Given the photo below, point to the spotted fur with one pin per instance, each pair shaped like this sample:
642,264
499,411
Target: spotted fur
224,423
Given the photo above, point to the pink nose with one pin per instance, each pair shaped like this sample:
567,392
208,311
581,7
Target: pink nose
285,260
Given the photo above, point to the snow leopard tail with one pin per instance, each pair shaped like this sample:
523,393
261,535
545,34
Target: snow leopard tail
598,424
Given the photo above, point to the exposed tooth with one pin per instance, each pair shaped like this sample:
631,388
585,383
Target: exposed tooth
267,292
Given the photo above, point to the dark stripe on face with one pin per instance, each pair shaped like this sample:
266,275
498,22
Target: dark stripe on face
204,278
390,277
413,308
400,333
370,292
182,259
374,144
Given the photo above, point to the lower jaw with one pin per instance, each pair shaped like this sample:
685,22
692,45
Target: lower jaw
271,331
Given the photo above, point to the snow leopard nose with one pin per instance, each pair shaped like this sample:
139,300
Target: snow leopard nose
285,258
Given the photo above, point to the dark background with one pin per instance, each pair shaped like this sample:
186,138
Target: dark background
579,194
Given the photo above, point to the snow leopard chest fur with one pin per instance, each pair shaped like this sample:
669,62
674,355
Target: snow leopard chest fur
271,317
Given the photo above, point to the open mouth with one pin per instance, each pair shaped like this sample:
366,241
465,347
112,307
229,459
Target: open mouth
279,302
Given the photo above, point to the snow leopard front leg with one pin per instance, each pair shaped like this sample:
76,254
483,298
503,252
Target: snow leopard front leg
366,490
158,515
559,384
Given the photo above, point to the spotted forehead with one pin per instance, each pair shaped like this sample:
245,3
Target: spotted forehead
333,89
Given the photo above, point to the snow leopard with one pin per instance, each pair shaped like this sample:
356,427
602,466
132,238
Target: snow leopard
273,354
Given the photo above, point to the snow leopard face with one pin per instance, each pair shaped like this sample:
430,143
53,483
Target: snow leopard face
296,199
——————
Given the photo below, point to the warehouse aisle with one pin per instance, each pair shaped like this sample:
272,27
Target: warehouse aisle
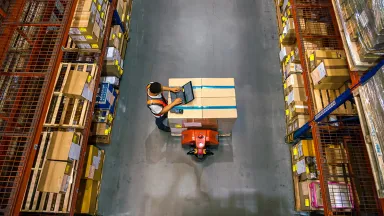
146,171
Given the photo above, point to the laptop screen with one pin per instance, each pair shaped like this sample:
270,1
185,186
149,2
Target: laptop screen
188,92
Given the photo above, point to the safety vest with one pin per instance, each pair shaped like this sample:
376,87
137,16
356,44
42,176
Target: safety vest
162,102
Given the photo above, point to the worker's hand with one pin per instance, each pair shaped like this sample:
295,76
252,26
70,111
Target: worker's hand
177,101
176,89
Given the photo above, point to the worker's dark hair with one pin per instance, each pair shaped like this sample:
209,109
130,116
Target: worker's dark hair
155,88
——————
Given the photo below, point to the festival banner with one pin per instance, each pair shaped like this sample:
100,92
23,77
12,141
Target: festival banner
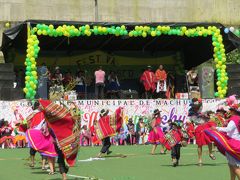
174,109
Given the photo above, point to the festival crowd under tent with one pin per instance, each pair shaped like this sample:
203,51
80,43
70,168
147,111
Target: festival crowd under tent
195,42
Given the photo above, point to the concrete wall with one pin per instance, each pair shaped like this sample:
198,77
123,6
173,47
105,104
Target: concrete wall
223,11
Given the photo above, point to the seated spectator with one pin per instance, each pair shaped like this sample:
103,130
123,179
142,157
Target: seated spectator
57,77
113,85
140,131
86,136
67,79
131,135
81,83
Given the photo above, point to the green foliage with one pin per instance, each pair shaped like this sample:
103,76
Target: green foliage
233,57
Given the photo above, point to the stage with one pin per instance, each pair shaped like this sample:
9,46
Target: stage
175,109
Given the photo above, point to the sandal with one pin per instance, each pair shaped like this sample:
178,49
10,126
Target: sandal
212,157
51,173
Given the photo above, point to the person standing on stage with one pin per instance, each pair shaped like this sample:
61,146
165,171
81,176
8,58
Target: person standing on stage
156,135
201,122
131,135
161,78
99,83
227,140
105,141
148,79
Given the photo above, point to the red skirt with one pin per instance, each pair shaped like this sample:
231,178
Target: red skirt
——————
### What you should do:
Copy out every line of the records above that contains the word "lower".

### Answer to this task:
Given the photo above, point to the lower jaw with one pin per instance, each pair shaped like this sample:
Target: lower jaw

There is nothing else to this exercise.